(Source records)
Start of Block

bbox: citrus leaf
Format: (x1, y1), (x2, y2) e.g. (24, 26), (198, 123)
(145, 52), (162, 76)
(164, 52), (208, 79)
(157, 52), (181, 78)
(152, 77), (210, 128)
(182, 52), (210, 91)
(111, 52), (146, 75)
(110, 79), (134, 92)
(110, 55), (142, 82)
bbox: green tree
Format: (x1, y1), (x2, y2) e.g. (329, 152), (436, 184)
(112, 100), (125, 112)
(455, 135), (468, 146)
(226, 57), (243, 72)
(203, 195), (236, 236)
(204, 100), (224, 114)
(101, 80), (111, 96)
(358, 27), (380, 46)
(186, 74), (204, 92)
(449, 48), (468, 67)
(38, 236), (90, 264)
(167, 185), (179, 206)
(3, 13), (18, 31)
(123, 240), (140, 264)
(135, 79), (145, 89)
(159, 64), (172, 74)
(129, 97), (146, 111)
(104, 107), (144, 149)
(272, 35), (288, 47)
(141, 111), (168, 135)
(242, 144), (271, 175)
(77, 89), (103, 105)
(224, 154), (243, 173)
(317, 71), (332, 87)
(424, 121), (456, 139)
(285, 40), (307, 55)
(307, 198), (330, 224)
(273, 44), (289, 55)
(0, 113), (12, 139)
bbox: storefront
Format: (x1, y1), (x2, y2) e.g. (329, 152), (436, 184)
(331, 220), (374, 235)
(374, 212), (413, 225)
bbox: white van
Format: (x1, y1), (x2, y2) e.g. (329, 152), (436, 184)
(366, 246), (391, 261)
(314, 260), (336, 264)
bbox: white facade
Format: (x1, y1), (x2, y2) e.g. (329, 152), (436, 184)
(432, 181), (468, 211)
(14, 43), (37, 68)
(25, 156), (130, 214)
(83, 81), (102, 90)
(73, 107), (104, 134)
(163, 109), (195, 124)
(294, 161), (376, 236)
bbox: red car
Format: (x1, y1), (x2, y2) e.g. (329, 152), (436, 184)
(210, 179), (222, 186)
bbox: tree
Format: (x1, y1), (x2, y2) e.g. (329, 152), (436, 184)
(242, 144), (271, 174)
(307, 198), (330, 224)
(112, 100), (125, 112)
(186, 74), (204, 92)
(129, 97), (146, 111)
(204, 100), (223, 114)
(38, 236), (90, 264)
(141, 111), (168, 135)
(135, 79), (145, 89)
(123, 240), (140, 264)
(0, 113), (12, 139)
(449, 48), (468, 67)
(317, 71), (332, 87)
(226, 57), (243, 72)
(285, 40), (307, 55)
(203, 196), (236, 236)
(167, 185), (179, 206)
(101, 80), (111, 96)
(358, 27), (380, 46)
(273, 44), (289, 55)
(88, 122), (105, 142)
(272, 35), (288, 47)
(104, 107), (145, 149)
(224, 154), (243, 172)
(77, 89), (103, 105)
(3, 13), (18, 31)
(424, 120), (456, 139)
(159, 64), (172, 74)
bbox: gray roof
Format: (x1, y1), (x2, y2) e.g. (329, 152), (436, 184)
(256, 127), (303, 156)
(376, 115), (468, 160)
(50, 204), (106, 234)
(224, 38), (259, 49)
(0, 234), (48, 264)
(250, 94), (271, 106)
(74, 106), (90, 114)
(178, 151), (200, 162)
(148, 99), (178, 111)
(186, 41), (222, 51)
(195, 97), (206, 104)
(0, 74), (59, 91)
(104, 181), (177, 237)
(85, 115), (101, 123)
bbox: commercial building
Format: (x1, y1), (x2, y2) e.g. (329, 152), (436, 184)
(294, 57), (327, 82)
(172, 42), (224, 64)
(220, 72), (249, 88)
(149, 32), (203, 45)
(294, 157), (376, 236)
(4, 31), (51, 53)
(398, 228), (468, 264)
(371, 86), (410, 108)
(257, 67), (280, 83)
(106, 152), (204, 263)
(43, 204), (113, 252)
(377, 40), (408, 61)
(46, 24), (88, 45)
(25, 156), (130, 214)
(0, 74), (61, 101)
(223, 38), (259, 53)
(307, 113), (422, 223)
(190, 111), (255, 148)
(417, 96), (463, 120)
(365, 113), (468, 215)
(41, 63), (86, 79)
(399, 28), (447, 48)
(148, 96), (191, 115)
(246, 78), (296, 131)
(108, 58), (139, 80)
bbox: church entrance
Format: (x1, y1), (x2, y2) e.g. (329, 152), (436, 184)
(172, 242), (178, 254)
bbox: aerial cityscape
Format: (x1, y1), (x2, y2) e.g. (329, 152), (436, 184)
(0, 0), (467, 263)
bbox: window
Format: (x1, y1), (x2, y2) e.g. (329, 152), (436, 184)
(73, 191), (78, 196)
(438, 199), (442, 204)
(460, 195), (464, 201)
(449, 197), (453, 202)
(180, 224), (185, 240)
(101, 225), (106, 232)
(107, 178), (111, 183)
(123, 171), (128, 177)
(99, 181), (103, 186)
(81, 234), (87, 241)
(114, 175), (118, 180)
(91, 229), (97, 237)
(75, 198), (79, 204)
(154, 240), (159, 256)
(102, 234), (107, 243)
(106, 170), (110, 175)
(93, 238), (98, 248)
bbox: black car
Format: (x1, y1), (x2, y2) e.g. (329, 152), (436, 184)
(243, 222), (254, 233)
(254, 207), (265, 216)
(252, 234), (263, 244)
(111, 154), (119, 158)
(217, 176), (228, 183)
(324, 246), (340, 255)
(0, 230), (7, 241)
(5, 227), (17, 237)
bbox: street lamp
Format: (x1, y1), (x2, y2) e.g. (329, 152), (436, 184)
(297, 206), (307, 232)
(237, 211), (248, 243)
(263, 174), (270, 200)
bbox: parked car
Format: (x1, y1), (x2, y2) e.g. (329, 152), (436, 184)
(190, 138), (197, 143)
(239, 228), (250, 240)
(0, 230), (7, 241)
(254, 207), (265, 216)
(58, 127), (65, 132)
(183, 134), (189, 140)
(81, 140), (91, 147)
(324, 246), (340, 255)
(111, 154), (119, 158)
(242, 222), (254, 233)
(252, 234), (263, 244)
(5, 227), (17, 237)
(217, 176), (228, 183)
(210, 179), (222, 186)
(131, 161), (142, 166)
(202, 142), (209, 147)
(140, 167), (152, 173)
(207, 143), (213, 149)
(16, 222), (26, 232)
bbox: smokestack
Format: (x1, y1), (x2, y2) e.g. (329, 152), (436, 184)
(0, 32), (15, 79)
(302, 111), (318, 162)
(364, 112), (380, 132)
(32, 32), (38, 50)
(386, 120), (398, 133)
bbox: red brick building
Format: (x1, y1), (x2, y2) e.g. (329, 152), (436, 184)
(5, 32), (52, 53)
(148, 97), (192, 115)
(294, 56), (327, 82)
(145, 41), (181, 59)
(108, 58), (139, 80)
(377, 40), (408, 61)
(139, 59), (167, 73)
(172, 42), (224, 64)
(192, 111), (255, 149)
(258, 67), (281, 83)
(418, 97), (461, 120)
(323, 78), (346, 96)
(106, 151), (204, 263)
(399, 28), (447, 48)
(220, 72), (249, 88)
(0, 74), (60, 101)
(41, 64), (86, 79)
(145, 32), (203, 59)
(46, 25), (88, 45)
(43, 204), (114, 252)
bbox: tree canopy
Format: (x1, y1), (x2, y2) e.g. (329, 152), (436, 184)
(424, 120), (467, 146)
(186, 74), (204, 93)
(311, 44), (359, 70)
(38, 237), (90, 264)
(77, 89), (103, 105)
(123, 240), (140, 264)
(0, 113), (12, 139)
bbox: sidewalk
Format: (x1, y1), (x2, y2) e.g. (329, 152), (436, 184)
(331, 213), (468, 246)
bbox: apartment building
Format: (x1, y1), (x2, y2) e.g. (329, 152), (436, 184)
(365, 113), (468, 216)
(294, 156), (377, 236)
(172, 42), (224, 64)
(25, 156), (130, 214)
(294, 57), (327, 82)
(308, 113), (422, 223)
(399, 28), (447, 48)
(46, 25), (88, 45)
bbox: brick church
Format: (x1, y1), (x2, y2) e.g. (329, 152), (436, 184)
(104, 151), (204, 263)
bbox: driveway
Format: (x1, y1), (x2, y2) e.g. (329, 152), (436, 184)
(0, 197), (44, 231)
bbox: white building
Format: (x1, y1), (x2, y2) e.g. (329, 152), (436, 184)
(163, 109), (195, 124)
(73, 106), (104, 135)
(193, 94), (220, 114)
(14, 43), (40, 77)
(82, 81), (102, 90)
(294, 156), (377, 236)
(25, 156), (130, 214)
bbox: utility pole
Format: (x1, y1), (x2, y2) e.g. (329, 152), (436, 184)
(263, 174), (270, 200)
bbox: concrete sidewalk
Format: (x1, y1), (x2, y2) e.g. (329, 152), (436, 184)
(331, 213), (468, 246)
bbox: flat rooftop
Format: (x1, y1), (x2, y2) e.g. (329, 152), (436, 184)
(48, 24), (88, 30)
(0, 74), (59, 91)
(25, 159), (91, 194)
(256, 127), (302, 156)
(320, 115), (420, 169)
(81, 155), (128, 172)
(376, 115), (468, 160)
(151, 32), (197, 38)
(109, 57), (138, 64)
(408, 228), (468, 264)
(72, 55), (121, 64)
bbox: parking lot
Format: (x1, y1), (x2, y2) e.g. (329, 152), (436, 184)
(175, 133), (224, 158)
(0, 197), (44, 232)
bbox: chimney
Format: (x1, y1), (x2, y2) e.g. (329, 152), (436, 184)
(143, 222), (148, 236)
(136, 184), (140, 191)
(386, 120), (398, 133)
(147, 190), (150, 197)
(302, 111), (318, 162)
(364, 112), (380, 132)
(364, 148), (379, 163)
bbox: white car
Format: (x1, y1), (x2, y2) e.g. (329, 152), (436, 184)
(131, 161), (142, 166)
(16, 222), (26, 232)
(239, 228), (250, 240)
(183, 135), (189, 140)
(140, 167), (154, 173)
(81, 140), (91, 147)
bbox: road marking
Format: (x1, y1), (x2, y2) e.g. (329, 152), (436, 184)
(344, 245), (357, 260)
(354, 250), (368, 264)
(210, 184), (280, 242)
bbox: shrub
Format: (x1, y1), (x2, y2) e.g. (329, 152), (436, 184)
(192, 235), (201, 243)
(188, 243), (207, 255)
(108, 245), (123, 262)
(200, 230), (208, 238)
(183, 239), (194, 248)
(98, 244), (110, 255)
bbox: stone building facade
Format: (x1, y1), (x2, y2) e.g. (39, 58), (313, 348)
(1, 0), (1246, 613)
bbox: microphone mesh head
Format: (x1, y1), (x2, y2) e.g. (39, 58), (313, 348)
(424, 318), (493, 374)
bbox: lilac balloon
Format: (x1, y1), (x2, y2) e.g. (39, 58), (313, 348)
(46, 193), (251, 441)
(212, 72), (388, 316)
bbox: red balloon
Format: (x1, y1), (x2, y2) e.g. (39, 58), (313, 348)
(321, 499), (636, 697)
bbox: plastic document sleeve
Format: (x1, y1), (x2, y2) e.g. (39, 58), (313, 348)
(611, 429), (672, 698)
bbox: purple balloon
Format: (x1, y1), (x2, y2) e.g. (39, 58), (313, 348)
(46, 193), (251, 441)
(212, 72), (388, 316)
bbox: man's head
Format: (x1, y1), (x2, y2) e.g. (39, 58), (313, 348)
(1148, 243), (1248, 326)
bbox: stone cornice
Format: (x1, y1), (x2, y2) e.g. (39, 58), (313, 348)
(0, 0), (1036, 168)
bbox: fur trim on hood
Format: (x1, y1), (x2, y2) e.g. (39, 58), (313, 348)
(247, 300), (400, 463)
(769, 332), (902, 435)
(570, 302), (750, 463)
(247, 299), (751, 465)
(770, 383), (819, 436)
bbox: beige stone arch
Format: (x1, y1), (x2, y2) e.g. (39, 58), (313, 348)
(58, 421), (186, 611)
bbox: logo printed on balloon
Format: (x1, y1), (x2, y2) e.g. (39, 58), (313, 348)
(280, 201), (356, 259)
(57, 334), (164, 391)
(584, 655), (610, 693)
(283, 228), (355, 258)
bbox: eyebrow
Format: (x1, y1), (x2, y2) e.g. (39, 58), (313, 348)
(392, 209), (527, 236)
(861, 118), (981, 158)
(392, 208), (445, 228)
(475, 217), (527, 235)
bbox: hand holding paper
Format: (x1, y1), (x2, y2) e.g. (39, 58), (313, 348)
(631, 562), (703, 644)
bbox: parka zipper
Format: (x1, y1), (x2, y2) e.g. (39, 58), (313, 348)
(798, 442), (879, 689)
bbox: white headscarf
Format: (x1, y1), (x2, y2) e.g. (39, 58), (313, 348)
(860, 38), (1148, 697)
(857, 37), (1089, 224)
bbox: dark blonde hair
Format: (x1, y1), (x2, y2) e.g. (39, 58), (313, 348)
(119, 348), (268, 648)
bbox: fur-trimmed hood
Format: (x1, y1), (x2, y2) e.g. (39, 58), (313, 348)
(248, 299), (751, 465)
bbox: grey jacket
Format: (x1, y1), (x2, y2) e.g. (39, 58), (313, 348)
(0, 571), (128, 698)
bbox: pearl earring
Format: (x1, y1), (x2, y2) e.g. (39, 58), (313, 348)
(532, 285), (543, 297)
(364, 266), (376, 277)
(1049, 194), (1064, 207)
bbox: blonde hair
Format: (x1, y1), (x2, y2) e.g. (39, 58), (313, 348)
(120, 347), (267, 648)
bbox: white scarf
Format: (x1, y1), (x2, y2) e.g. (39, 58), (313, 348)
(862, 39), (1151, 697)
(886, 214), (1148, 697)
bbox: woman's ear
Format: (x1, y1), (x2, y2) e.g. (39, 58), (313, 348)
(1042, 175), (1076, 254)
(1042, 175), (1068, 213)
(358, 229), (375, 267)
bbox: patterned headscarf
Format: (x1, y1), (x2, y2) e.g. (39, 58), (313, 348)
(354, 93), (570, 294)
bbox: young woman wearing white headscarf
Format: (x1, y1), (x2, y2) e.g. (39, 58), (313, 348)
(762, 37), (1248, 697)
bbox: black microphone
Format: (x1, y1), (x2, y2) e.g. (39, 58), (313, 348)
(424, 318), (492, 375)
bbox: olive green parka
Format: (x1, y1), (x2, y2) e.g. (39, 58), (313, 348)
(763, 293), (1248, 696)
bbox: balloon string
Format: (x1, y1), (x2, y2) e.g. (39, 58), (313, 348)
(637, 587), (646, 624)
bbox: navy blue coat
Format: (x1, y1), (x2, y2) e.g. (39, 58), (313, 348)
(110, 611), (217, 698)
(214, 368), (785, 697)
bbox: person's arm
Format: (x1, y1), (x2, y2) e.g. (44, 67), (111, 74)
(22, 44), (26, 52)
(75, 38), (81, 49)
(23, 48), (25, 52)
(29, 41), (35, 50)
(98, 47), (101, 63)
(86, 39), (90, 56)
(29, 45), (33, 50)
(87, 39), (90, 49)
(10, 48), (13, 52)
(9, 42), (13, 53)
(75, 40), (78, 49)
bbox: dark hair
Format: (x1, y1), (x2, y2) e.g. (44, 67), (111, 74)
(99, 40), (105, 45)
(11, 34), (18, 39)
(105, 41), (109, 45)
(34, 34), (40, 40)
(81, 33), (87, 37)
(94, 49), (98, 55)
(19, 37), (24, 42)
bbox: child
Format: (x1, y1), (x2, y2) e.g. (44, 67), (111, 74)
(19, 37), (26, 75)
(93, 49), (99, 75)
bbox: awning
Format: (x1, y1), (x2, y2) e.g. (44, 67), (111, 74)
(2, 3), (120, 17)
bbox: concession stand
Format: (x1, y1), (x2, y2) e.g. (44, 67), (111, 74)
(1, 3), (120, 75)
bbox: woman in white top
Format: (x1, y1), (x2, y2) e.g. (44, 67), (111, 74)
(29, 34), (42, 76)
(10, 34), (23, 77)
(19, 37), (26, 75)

End of Block

◆ **TASK BRIEF**:
Retype only the stretch of lines above starting at the one with "bbox: black microphone" and stopping at the one with "bbox: dark hair", exactly as written, with both kept.

◆ **FINAL ANSWER**:
bbox: black microphone
Format: (x1, y1), (x2, y2) e.g. (39, 58), (313, 348)
(424, 318), (492, 375)
bbox: olive green parka
Format: (x1, y1), (x2, y2) e.g. (39, 58), (313, 348)
(763, 293), (1248, 696)
bbox: balloon string
Format: (x1, y1), (x2, y2) e.g. (39, 58), (313, 348)
(637, 587), (646, 624)
bbox: navy blue coat
Format: (x1, y1), (x2, y2) e.g. (39, 58), (313, 348)
(110, 611), (217, 698)
(214, 368), (785, 697)
bbox: person's arm
Format: (x1, y1), (x2, y2) e.g. (44, 67), (111, 74)
(22, 44), (26, 52)
(75, 38), (81, 49)
(23, 48), (25, 52)
(29, 41), (35, 50)
(98, 47), (101, 63)
(86, 39), (90, 56)
(29, 45), (33, 50)
(87, 39), (90, 49)
(10, 48), (13, 52)
(9, 42), (13, 53)
(75, 40), (78, 49)
bbox: dark hair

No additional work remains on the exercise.